Write out each line word for word. Drop pictures.

Stored data:
[BEGIN]

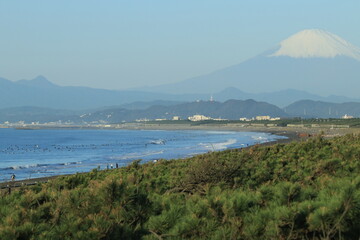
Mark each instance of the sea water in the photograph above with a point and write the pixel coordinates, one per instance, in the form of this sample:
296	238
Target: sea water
42	153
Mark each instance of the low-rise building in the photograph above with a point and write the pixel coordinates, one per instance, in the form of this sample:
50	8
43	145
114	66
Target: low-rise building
347	117
198	117
260	118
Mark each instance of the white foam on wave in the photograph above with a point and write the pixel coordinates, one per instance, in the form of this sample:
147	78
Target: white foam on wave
135	155
219	146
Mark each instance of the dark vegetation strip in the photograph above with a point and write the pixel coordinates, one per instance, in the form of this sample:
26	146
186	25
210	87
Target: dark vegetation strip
301	190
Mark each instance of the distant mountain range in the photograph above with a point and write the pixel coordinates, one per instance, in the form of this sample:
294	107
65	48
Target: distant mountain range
312	60
230	109
40	92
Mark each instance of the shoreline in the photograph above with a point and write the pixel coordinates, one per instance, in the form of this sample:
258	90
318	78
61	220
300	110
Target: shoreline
293	134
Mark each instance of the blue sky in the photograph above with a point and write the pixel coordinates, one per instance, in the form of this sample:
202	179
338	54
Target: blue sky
123	44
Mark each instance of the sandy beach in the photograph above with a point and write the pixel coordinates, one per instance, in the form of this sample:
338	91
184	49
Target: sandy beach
292	134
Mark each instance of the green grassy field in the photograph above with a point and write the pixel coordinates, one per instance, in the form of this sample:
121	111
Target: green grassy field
300	190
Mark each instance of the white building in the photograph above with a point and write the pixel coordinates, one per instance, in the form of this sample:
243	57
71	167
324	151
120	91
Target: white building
259	118
347	117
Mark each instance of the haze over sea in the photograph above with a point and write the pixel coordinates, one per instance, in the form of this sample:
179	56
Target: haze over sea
43	153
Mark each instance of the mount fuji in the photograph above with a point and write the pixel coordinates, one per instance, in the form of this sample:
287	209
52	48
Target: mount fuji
312	60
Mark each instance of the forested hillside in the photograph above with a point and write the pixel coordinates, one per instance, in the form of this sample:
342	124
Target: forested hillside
301	190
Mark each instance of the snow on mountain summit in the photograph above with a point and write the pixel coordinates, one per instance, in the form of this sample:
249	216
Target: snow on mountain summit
316	43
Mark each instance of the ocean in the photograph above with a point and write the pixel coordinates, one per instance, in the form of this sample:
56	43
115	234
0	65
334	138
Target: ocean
42	153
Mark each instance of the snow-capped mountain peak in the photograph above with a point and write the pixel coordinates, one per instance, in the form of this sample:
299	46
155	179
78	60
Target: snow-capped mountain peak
314	43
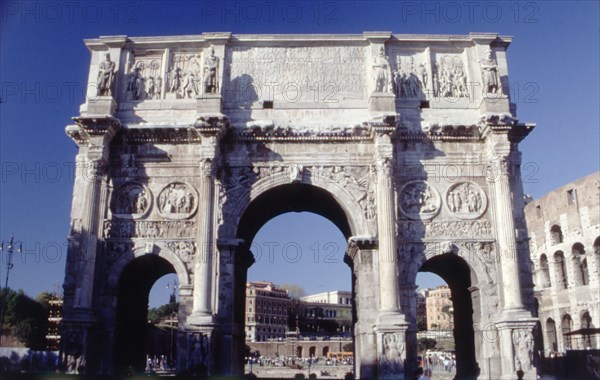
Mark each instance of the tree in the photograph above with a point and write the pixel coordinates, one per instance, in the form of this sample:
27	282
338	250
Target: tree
25	317
426	344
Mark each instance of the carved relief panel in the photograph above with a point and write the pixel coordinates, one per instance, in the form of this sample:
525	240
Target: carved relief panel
412	74
185	75
466	200
450	75
131	201
418	200
144	77
177	201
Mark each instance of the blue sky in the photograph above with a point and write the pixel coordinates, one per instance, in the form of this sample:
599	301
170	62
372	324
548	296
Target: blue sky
553	69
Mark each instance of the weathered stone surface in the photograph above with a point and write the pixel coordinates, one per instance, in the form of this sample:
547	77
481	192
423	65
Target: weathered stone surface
191	143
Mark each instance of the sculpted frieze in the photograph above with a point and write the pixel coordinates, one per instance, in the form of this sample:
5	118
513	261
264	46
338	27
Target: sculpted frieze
466	200
450	78
131	200
445	229
185	75
185	249
144	78
419	201
126	229
177	201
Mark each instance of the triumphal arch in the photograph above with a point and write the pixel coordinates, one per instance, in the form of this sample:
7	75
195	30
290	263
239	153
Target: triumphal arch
189	144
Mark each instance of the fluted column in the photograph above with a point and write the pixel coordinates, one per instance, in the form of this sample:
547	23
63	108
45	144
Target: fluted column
388	276
202	312
505	232
94	177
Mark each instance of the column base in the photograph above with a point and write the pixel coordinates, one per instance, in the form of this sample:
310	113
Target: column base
390	320
201	319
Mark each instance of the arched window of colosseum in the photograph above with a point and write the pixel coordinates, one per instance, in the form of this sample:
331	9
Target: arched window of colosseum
586	323
580	270
567	327
551	335
560	270
596	272
556	234
544	272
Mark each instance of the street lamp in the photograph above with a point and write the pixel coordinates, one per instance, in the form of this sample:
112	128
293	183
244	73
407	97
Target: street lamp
9	265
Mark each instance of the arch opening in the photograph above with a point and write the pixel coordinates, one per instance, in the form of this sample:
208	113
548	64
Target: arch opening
135	338
284	203
456	273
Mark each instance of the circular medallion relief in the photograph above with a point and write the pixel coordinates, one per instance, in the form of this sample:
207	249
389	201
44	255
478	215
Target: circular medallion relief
177	201
131	201
419	201
466	200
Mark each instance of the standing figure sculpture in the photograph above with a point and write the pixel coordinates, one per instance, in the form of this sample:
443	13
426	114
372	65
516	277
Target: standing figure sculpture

[END]

(The answer)
Mark each instance of the sea water in the photograph above with a point and write the pixel coordinates, one per instance, in the form of this sample:
296	238
Target: sea water
42	153
Mark each instance of the low-rise building in the photograph above with a point and write the pixel coordinates, one per instance, in the form of this sample:
50	8
43	145
114	66
Target: low-rise building
347	117
198	117
260	118
Mark each instance of the white foam on wave in the photograph above with a point and write the pixel coordinates, one per instance, in the form of this sample:
147	78
Target: white foam on wave
135	155
219	146
Mark each instance of the dark vegetation strip in the photograph above with a point and write the pixel coordinates, one per instance, in the form of this sample:
26	146
186	25
210	87
Target: dark vegetation strip
301	190
Mark each instance of the distant mountain range in the photograph above with a point and write the pixel coordinates, one per instance, in the form of this sample:
294	107
65	48
Target: distant mountain range
312	60
230	109
40	92
Mark each instance of the shoreline in the photograph above with a point and write the pixel coordinates, one per instance, in the form of this sample:
258	90
318	78
61	220
300	110
Target: shoreline
293	134
Mark each instance of the blue sky in the photograph above with a point and write the pixel coordinates, one per instance, in the form of this sample:
202	179
338	54
Target: blue sky
123	44
Mark each instance of the sandy beach in the photograph above with a point and write the pixel coordinates, one per instance, in the form of this sample:
338	91
184	49
Target: sandy beach
292	134
Mark each instance of the green grassy field in the photograph above with a point and write the pixel coordinates, one per instance, in the form of this sample:
121	111
Target: green grassy field
300	190
Mark each instance of the white building in the photograph above with a point and write the pixel coordinates, one per instance, in the form of this sample:
243	57
71	167
324	151
120	91
Target: white building
259	118
347	117
Mark each instance of the haze over sea in the photograph above with a point and write the pixel coordinates, one per instance, in the form of this sample:
179	56
Target: haze over sea
43	153
Mark each instance of the mount fuji in the photograph above with a point and write the pixel coordinates, one per instance, in the form of this sample:
287	209
52	48
Target: mount fuji
312	60
Mark each instance of the forested hillside in the photograph above with a point and write the pixel coordinates, one per instance, in the form of this sample:
342	124
Target: forested hillside
301	190
Mark each instance of the snow on mountain summit in the photograph above with a point and write the pixel coordinates, one per instance, in the form of this sample:
249	216
Target: snow on mountain summit
316	43
Mark each instance of the ocean in the photograph above with a point and write the pixel coordinates, one per instance, in the form of this sample:
56	43
115	234
0	65
334	138
Target: ocean
42	153
Mark each instance of the snow-capped mountain peak in the photograph above with a point and write the pixel coordinates, one per instance, in the form of this sample:
299	46
155	179
78	60
Target: snow-capped mountain peak
314	43
Mark each instance of the tree in the photograph above with a point and write the pixel coordinates, one per instance, in the form of this sample:
27	282
338	250
Target: tree
25	317
426	344
Mark each instance of the carved relief panel in the photograph above with a point and write the pixel coordinates, one per instance, in the form of this sample:
525	240
Target: carved relief panel
412	74
185	75
466	200
450	75
131	201
418	200
144	77
177	201
Mark each instance of the blue sky in the photograph above with a point and write the pixel coordinates, one per instance, in the form of this sample:
599	301
170	62
372	324
548	296
Target: blue sky
553	69
Mark each instance of the weathered stone surface in the photograph above with a point and write the pixel coordinates, one per instance, in the form of this sample:
547	77
481	192
423	65
Target: weathered stone surface
191	143
Mark each instance of the sculpted frieze in the photograph above with a point and write the pixel coordinates, one per instance, in the form of this sample:
5	118
513	261
264	46
338	27
Target: sculpted frieze
466	200
450	78
131	200
445	229
185	75
185	249
144	78
419	201
126	229
177	201
Mark each instance of the triumphal arch in the photograph above with a point and write the pixel coordinates, one per instance, in the form of this sample:
7	75
195	30
290	263
239	153
Target: triumphal arch
189	144
Mark each instance of the fluted column in the photograph above with a point and write the pixel coordinates, one per instance, in the form of this sample:
547	23
63	108
45	144
Target: fluted column
388	276
202	312
505	232
94	177
Mark each instance of the column base in the photograph above with a point and write the pixel coordinates, one per instance, in the form of this sample:
310	113
Target: column base
390	320
201	319
Mark each instance of the arched window of colosseum in the photograph above with a point and write the pixel coordinates, one per instance, in the form of this sample:
331	9
Target: arched window of colosseum
586	323
580	270
567	327
551	335
560	270
596	272
556	234
544	272
Mark each instance of the street lamp in the photograph above with a point and write the pixel coordinates, one per instance, in the form of this sample:
112	128
293	183
244	73
407	97
Target: street lamp
9	265
Mark each instance of the arch opening in the photograph above with a point and write the pixel coordinates, one per instance, in the form of this sample:
208	113
548	64
Target: arch opening
135	338
284	203
456	273
Mark each instance of the circular medallion relief in the photograph above with a point and write the pixel coordinates, one per instance, in the form of this sample:
207	249
389	201
44	255
478	215
Target: circular medallion relief
177	201
131	201
419	201
466	200
Mark each instance of the standing figure sculpture in the photograph above with a point and write the pixel coordinates, one per instance, in the form of this sample:
443	13
426	114
372	65
516	277
Target: standing figure sculpture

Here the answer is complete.